--- Begin Record excerpts ---

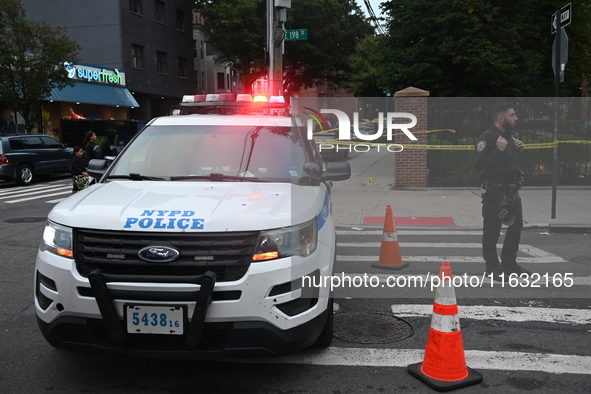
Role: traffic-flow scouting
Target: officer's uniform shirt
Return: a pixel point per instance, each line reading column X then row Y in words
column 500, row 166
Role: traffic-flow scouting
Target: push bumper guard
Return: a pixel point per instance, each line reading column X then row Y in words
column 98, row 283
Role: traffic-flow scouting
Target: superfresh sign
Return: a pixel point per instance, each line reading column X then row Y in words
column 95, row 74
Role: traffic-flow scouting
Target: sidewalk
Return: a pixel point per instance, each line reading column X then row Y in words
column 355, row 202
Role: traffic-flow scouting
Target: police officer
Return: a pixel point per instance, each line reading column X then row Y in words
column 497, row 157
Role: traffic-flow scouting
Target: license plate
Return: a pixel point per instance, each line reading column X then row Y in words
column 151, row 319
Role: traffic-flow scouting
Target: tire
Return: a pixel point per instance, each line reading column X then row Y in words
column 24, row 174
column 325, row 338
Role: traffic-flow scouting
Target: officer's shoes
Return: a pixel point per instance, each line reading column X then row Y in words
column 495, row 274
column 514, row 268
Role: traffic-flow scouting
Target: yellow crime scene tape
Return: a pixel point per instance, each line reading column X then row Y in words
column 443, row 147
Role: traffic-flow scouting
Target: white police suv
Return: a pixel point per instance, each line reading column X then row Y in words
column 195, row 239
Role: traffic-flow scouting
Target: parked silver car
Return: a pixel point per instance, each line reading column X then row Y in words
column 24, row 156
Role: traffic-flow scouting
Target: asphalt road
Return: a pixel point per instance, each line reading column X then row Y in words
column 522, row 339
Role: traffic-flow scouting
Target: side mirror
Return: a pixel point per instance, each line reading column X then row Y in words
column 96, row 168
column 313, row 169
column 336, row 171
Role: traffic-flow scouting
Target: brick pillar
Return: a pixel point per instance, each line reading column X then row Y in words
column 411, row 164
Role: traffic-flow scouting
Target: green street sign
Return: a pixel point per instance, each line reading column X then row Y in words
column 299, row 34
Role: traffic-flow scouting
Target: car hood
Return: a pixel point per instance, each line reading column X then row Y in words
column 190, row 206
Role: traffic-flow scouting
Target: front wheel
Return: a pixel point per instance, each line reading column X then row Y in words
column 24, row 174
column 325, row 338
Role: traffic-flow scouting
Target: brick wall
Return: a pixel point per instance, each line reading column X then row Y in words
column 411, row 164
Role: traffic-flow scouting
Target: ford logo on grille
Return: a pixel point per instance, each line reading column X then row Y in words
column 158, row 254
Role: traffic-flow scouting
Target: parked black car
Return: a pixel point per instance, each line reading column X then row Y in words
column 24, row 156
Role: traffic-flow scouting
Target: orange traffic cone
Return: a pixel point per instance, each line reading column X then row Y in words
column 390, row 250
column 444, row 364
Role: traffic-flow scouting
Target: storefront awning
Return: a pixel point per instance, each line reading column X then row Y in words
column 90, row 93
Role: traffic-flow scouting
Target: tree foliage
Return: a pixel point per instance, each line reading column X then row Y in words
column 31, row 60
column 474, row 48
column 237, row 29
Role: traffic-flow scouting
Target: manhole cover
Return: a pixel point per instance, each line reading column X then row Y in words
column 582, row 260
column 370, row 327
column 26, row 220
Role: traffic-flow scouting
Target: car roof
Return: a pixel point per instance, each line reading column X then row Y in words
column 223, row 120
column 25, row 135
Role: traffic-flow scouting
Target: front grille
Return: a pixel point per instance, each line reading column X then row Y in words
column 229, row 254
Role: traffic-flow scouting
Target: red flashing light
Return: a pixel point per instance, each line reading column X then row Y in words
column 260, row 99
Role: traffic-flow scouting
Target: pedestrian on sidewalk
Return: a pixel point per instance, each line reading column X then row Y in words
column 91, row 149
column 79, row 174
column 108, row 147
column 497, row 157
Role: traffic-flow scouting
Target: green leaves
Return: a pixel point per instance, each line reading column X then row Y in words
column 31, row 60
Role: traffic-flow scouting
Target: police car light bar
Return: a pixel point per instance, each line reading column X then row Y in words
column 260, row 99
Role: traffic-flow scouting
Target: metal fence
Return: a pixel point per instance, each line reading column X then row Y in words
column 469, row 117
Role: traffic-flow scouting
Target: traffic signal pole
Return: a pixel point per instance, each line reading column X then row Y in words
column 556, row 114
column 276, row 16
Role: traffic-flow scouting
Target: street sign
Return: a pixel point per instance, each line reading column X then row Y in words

--- End Record excerpts ---

### Task statement:
Copy out all of the entries above, substituting "street-scene survey" for "traffic-flow scouting" wherever it occurs and leaving every other word and line unchanged. Omit the pictures.

### Exercise response:
Role: street-scene survey
Target: officer's uniform shirt
Return: a pixel point per instance, each line reading column X then row Y in words
column 500, row 166
Role: street-scene survey
Target: push bumper guard
Return: a pixel point per instance, each line reading column X then row Y in words
column 98, row 283
Role: street-scene survey
Target: superfresh sign
Return: a pixel point per instance, each line reading column X then row Y in words
column 95, row 74
Role: street-scene survey
Target: sidewalk
Return: a pixel point per instance, each line reading column X then row Y in words
column 355, row 202
Role: street-scene survey
Target: police officer
Return: a pixel point per instance, each line reading column X then row Y in words
column 497, row 157
Role: street-scene survey
Target: license plate
Return: a pixel point per instance, each line reading column X then row Y in words
column 151, row 319
Role: street-scene survey
Target: tire
Return: a pixel point per instance, each line reading column X then row Y in words
column 24, row 174
column 325, row 338
Role: street-scene survey
Target: officer's shoes
Return: a pixel point per instance, each line reading column X then row Y in words
column 495, row 274
column 514, row 268
Role: street-scene survey
Target: yellow crime scene tape
Return: a pixel point per instance, each line reading column X then row Y in words
column 443, row 147
Role: street-scene survey
Target: white police suv
Return: a pixel point per instance, each line reading column X then row Y in words
column 195, row 239
Role: street-scene survey
Target: parked silver car
Return: a pixel point per instance, each line reading column X then row Y in words
column 24, row 156
Role: street-scene survey
Target: asphalt road
Return: a pixel point per instance, each line reading column X then row Y in words
column 522, row 339
Role: street-scene survey
Target: side mirror
Return: a pixel point per instance, each line reading column X then row Y in words
column 96, row 168
column 313, row 169
column 336, row 171
Role: street-scene survey
Target: brick pillar
Return: a pixel point per instance, each line reading column X then row Y in words
column 411, row 164
Role: street-scene survey
Target: green street sign
Return: a pixel point per instance, each line reading column X then row Y in words
column 299, row 34
Role: street-scene survey
Target: car hood
Return: a pixel point per instance, each line reading column X then row Y in words
column 190, row 206
Role: street-scene survey
Target: front wheel
Return: a pixel point per instance, each line reading column X then row Y in words
column 24, row 174
column 325, row 338
Role: street-scene survey
Target: brick wall
Return: a pixel point per instance, each line reading column X then row Y in words
column 411, row 164
Role: street-scene survey
Target: ford logo on grille
Return: a pixel point per instance, each line reading column X then row Y in words
column 158, row 254
Role: street-scene survey
Target: parked black car
Return: a pixel point per instance, each line reading column X then row Y in words
column 24, row 156
Role: street-scene survey
Target: orange traffic cone
Return: a pixel point per instance, each line reading column X then row Y in words
column 390, row 250
column 444, row 364
Role: street-scene survey
Target: storefront awning
Return: a pixel point per instance, each line reading column X then row Y in words
column 90, row 93
Role: street-scene survey
Target: tree foliage
Return: a pixel point per instance, each line reading column X then row Y in words
column 31, row 60
column 474, row 48
column 237, row 29
Role: street-scene survey
Target: manhole cover
Return: a pixel point per instance, each line reading column X then row Y in words
column 582, row 260
column 370, row 327
column 26, row 220
Role: street-scene survey
Target: car roof
Return: a pixel point per instance, each line reading column X then row Y in words
column 223, row 120
column 25, row 135
Role: street-scene survey
Target: front grille
Return: a pixel point per instance, each line reading column X then row Y in words
column 229, row 254
Role: street-scene survey
Target: red flashing light
Return: a pixel point per instance, each line reading column X then row Y in words
column 260, row 99
Role: street-scene survey
Target: pedestrian on sidewalk
Return: a pixel point per instance, each line reading column X then row Y in words
column 91, row 149
column 79, row 174
column 108, row 147
column 497, row 157
Role: street-scene survey
Target: green leaves
Return: a pixel point per instance, each line reading column X then row Y in words
column 31, row 60
Role: street-scene survey
Target: police car light bar
Return: a pixel point per instance, each line reading column X then row Y in words
column 260, row 99
Role: street-scene survey
Target: metal fence
Return: a pixel point per instance, each line reading column X then row Y in words
column 469, row 117
Role: street-scene survey
Target: traffic signal pole
Return: a pixel point per instance, each line reading column X then row Y in words
column 556, row 114
column 276, row 16
Role: street-scene survey
Target: street sign
Return: a pixel point per instance, each line reading column X then row Y in words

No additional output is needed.